■ TASK STATEMENT ■
From the post about the TEDx talk below, pull out everything from "November 20, 2019Published" down to "watch on YouTube." word for word.

November 20, 2019Published by: Drew Benvie

Highlights from a TED talk: Drew Benvie at TEDxBristol

UPDATE (Feb 10, 2020): my TEDx talk is now available to watch on YouTube.

Autumn in the UK is event season, and it has been a particularly busy few weeks here at Battenhall HQ. Having just emerged from our annual social media trends breakfast briefing and the launch of our new social media report, last weekend saw the culmination of many months of hard work for me personally. After a lengthy process of applying, auditioning, and training, I finally got to deliver a TEDx Talk at the Bristol Old Vic last Sunday.

Autumn in the UK is event season, and it has been a particularly busy few weeks here at Battenhall HQ. Having just emerged from our annual social media trends breakfast briefing and the launch of our new social media report, last weekend saw the culmination of many months of hard work for me personally. After a lengthy process of applying, auditioning, and training, I finally got to deliver a TEDx Talk at the Bristol Old Vic last Sunday.

One of my jobs here at Battenhall is to help companies, charities and figureheads work out how they can use social media for good. But if you follow current affairs, you'll see that it's not all plain sailing for the social networks right now. So when I was offered the opportunity to do a TED talk about how social media could navigate these turbulent waters and help save the world, I grabbed it with both hands.

My talk was titled: One Million Harms an Hour – Saving Social Media. It addressed the vital things we need to know about the harms that spread online, and our responsibility to better understand what's real and what's fake. Through these practices it's my hope that we can help make social media a powerful force for good in society.

■ GIVEN MATERIAL ■

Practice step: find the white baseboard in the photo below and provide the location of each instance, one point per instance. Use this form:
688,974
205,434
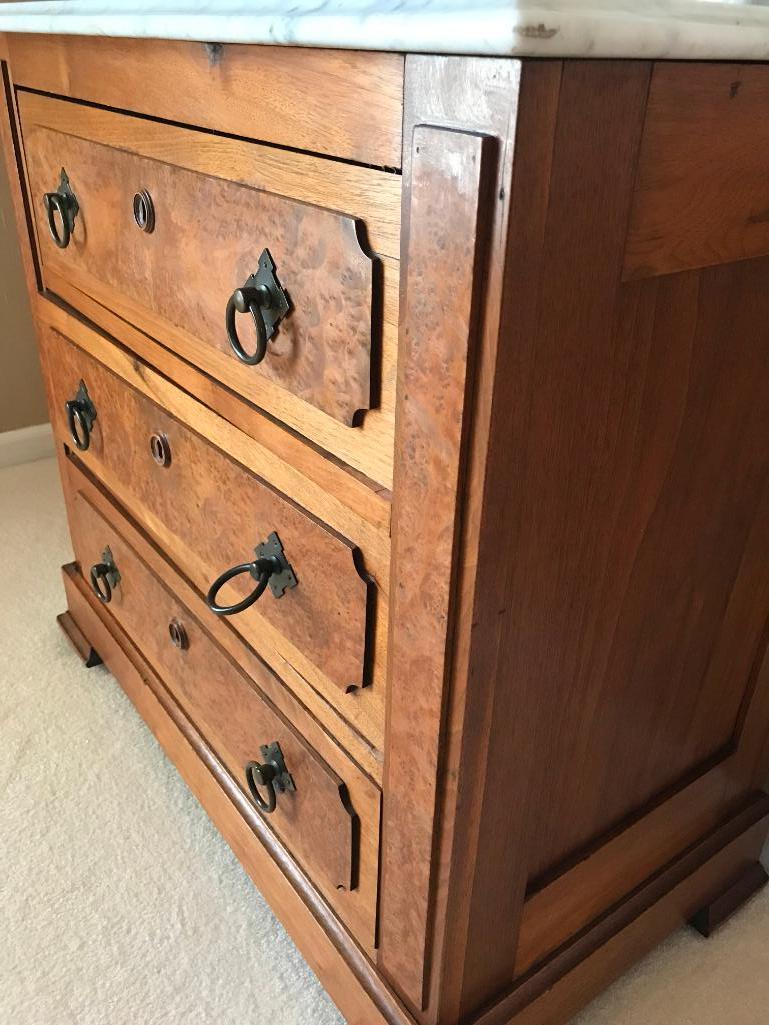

■ RESULT OF THIS EXERCISE ■
November 20, 2019Published by: Drew Benvie

Highlights from a TED talk: Drew Benvie at TEDxBristol

UPDATE (Feb 10, 2020): my TEDx talk is now available to watch on YouTube.